** What the task requires **
Extract every line below that contains the string "front". Case counts.

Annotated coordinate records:
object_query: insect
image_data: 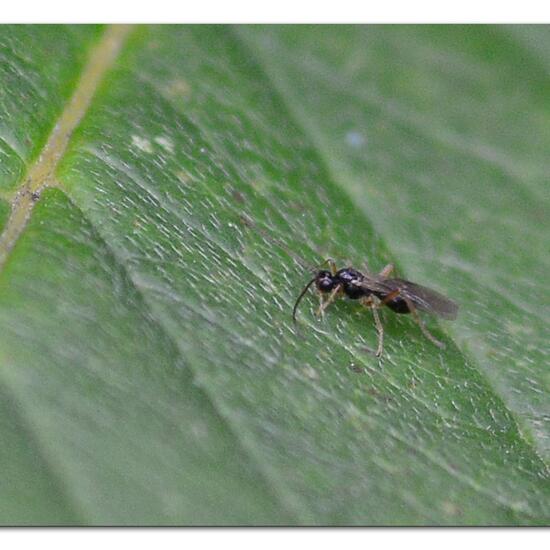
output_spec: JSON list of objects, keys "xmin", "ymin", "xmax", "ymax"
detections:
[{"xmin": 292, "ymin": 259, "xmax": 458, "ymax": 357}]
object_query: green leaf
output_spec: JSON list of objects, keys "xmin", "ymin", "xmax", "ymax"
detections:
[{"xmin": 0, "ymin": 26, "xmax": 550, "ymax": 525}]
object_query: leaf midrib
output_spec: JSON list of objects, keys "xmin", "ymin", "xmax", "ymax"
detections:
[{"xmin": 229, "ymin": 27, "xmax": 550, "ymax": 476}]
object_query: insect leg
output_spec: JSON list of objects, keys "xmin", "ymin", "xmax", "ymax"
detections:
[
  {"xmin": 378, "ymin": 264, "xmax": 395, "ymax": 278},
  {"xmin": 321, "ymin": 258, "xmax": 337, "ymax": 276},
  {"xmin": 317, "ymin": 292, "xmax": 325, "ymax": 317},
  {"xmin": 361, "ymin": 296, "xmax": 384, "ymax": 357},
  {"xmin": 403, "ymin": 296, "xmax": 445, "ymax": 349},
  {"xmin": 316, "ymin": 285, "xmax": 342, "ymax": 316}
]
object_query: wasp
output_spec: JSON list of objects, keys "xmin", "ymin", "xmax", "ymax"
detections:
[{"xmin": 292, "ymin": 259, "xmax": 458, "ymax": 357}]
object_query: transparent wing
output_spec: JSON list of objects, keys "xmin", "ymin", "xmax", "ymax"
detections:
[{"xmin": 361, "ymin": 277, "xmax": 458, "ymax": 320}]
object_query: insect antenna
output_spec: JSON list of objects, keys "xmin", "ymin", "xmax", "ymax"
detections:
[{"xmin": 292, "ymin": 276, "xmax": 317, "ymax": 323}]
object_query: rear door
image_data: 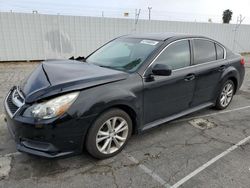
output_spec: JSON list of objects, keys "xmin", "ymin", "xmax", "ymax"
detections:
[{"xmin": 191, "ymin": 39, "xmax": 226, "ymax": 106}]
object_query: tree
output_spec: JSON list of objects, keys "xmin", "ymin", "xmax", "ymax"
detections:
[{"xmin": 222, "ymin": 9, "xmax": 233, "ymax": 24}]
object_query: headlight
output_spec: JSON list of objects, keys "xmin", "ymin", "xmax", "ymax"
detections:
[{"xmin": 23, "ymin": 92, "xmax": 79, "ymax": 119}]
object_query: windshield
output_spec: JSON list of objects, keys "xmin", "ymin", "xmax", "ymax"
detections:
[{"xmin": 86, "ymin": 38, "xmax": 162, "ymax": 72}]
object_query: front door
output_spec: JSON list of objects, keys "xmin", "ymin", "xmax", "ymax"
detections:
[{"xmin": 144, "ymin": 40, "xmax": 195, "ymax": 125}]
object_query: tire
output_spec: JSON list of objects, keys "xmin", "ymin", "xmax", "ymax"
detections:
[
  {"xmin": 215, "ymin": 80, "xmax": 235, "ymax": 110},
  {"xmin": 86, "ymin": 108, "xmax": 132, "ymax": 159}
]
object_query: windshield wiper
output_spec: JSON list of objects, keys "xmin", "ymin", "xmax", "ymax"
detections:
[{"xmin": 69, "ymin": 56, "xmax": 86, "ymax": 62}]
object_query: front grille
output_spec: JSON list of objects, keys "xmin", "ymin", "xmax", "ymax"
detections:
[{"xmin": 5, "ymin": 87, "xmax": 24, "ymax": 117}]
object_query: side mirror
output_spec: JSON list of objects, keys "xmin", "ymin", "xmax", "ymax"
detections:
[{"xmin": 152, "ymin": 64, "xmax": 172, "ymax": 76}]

** Solution to the problem **
object_query: front door
object_query: front grille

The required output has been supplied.